- Prompt:
All lines from the one containing "Every instance of the second" through the end of the data below are to be transcribed exactly. Leave out the rest.

- Available data:

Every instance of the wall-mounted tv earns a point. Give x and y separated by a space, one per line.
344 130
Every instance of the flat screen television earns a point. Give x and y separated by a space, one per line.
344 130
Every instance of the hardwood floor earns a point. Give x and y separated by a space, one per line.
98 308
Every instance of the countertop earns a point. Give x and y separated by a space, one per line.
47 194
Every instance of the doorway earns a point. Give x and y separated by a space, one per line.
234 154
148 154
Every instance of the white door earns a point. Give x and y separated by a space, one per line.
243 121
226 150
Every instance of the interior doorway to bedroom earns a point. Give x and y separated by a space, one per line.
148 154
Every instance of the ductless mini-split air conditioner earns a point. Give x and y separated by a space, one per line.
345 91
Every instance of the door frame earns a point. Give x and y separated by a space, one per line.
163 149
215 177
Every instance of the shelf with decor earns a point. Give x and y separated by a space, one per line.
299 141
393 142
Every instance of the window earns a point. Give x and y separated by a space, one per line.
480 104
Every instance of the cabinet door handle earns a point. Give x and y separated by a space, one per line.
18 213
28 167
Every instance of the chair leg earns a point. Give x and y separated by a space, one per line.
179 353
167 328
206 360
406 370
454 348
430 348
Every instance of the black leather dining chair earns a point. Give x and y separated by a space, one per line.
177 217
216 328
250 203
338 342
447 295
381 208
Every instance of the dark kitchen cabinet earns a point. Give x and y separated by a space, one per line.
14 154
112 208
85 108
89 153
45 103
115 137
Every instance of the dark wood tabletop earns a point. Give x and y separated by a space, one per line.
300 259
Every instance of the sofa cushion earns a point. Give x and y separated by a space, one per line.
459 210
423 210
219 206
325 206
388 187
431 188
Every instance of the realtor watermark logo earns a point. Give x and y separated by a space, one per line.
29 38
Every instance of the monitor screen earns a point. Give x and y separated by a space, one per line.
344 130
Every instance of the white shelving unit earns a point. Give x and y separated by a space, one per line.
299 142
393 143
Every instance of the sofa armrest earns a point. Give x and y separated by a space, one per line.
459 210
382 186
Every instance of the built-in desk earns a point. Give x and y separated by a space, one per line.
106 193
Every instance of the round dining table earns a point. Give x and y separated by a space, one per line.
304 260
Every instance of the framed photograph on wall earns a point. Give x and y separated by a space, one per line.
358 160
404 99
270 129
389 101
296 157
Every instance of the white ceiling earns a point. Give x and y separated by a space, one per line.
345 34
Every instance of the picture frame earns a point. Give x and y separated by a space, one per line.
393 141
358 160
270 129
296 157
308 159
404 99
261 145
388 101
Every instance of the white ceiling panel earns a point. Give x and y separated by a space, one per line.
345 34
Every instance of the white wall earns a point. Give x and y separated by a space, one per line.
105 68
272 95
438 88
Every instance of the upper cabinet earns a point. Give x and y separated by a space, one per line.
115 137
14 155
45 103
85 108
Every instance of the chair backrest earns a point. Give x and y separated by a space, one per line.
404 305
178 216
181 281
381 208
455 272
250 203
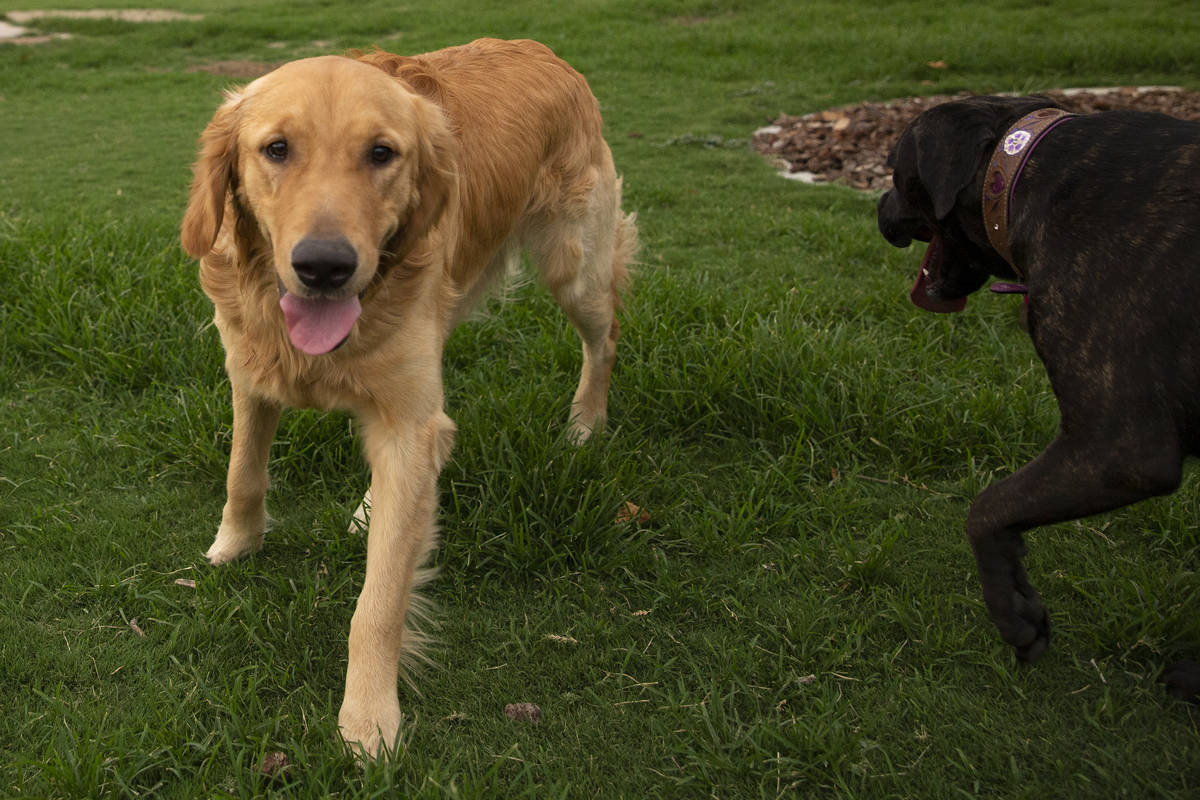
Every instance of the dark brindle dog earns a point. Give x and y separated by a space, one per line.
1102 215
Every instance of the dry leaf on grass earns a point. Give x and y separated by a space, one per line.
630 512
275 763
523 713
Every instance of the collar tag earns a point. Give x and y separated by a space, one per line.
1003 170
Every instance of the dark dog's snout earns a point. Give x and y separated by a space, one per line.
324 264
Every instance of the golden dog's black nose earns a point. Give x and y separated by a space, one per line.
324 264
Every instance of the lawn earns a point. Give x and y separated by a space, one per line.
798 614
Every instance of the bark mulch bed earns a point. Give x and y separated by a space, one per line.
850 145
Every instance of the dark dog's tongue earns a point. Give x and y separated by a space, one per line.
919 294
318 325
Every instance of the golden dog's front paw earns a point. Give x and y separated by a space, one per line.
232 543
371 735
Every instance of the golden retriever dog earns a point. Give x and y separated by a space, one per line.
347 214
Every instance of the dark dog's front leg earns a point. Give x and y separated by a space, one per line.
1069 480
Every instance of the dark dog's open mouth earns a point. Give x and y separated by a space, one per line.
931 266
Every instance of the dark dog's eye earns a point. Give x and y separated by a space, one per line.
276 150
382 154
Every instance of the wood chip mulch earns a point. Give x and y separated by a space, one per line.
850 145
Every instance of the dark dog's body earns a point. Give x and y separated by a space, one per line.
1105 230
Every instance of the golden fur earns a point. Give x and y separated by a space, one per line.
432 172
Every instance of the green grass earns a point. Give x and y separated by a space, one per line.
799 615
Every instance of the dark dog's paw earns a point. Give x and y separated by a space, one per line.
1035 621
1182 680
1017 609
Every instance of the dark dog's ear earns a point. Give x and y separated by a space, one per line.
213 175
436 178
949 156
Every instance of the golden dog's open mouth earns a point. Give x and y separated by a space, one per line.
318 325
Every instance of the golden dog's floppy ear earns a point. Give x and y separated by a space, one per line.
436 179
213 175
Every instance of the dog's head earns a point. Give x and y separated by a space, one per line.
939 163
333 169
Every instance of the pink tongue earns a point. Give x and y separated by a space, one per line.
318 325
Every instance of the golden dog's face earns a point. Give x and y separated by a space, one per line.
340 166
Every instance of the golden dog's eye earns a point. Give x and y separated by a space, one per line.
382 154
276 150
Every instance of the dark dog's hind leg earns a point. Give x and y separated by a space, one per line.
1073 477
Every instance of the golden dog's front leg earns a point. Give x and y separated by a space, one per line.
244 518
405 465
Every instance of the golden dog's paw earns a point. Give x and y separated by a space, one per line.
582 427
371 735
232 545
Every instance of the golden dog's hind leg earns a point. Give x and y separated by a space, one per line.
244 518
405 465
585 252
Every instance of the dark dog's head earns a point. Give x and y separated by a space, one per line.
939 163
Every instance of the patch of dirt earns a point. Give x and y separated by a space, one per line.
850 145
235 68
121 14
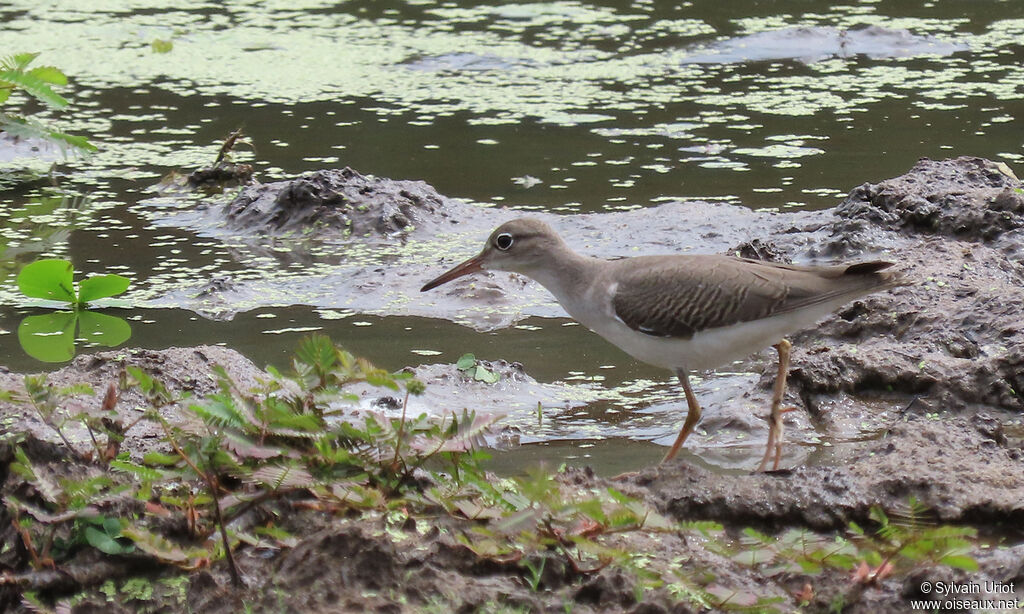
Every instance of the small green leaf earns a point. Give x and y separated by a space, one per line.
49 338
487 377
99 329
161 458
961 562
103 542
100 287
50 75
48 278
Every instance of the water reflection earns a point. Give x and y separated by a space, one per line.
52 337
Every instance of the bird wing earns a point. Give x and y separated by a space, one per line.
678 296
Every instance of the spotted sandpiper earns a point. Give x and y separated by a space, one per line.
681 312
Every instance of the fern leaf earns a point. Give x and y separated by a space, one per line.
282 476
156 545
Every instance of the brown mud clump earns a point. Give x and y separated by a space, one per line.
341 200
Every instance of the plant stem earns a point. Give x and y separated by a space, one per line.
236 578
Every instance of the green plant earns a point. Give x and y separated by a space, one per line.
36 82
53 279
50 337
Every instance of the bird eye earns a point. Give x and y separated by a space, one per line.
503 242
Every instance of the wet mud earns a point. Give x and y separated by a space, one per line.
935 369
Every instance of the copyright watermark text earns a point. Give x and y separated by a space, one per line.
986 596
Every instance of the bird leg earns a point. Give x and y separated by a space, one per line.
775 420
692 414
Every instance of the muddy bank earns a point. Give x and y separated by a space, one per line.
964 471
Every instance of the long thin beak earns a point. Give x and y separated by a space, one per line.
470 266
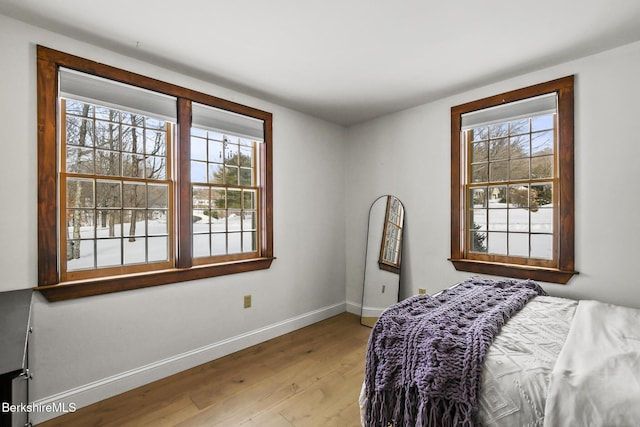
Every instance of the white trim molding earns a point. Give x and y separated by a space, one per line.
70 400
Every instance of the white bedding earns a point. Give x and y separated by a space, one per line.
562 363
596 379
518 365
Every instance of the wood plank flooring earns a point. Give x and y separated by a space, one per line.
310 377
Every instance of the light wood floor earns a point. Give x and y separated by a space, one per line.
310 377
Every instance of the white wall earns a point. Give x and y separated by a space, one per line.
408 154
86 349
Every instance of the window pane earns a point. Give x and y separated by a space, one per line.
542 122
479 219
156 167
519 244
542 143
541 195
249 199
235 243
498 171
479 152
157 223
109 252
132 165
201 245
479 134
108 133
218 244
479 197
249 240
542 167
135 250
518 220
108 194
134 223
231 154
249 220
107 163
498 130
198 172
79 160
158 196
80 255
246 156
132 136
231 175
497 220
519 169
158 249
134 195
542 246
518 127
499 149
155 143
234 199
216 174
109 223
498 195
80 193
519 146
519 196
234 220
80 224
246 177
497 243
478 241
198 149
479 173
216 151
542 220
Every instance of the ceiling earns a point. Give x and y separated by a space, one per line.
345 61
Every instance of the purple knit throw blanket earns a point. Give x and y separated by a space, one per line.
425 354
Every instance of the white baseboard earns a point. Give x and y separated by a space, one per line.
70 400
354 307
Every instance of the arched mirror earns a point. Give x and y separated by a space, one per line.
383 257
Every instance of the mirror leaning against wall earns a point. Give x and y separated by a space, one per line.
382 258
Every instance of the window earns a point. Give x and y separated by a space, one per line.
512 183
154 183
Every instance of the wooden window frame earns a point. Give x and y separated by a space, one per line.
563 267
49 282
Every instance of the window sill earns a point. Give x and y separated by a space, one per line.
70 290
550 275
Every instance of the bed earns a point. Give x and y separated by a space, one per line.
502 353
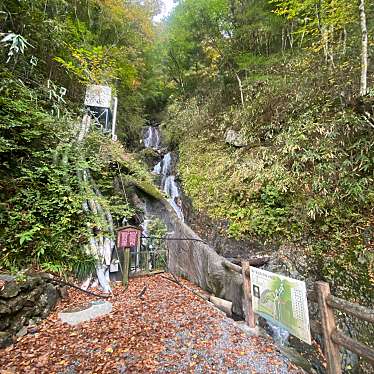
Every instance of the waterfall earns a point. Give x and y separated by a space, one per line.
169 185
152 137
165 169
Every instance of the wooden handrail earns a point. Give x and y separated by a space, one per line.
328 326
353 309
353 345
333 339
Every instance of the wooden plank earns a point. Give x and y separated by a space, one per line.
126 267
328 326
353 309
353 345
249 315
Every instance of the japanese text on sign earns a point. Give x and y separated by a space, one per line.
282 301
128 237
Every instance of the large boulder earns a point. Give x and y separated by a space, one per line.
197 261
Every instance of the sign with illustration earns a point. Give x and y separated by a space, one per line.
128 237
98 96
282 301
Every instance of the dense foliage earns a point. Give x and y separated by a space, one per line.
285 75
49 51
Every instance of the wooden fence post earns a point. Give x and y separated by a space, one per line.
126 266
328 327
249 315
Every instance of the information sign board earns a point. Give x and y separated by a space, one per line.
128 237
282 301
98 96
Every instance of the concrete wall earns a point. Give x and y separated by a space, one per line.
197 261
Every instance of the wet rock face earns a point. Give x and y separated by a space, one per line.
24 303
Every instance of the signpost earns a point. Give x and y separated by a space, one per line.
98 96
128 238
282 301
99 100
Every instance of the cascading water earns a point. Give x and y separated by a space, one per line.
165 168
152 137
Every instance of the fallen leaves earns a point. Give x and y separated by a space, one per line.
166 330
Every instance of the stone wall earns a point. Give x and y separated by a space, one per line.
23 304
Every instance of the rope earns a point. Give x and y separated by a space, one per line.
180 239
60 281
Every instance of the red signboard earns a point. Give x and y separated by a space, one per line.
128 237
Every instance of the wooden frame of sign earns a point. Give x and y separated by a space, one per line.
127 237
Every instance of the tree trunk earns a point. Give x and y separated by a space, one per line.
240 89
364 48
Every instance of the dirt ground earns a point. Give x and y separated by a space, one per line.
167 330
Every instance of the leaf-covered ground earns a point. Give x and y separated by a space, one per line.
167 330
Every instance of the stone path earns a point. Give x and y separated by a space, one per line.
167 330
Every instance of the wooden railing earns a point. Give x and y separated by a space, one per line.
333 339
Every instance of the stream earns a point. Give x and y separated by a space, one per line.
187 253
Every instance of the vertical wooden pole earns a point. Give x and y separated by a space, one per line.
126 267
328 326
146 262
248 310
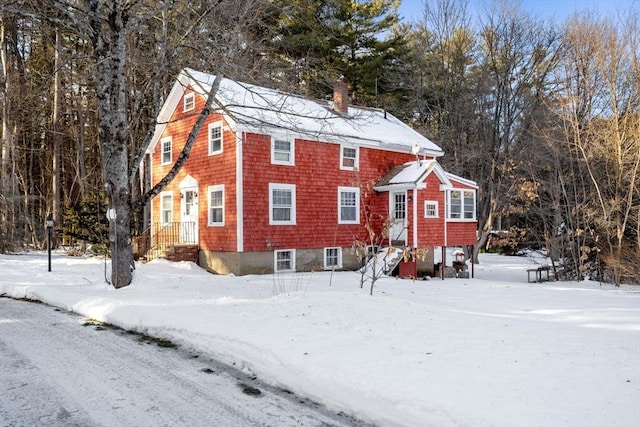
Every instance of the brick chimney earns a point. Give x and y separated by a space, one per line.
341 97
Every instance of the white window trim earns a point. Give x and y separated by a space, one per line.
288 187
357 207
211 189
330 267
162 152
189 102
435 204
462 218
292 160
212 125
293 261
164 194
356 160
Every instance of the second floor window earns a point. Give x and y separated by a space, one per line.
216 205
282 151
189 102
348 158
166 150
348 205
430 209
215 138
282 204
462 204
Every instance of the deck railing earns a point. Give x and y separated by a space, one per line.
160 237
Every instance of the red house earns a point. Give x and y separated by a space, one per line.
278 182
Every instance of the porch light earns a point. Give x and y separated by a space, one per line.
49 225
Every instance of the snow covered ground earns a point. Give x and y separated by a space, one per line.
490 351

- Result:
Every instance of the second floor window earns a point. Give x and y separated by a space, one per line.
216 205
282 151
189 102
348 158
166 150
348 205
430 209
215 138
282 204
462 204
Every instance of the deck railing earns a point. Give x and y separated by a space, one per line.
160 237
Every instance of the red house earns a point. Give x and y separated by a space, one per line.
278 182
Every instance of the porch light earns a point. Give x and y separated by a space, one per line.
49 225
Every instance of the snow covered ground earns a point. Give x and y separated by a space, one per line.
490 351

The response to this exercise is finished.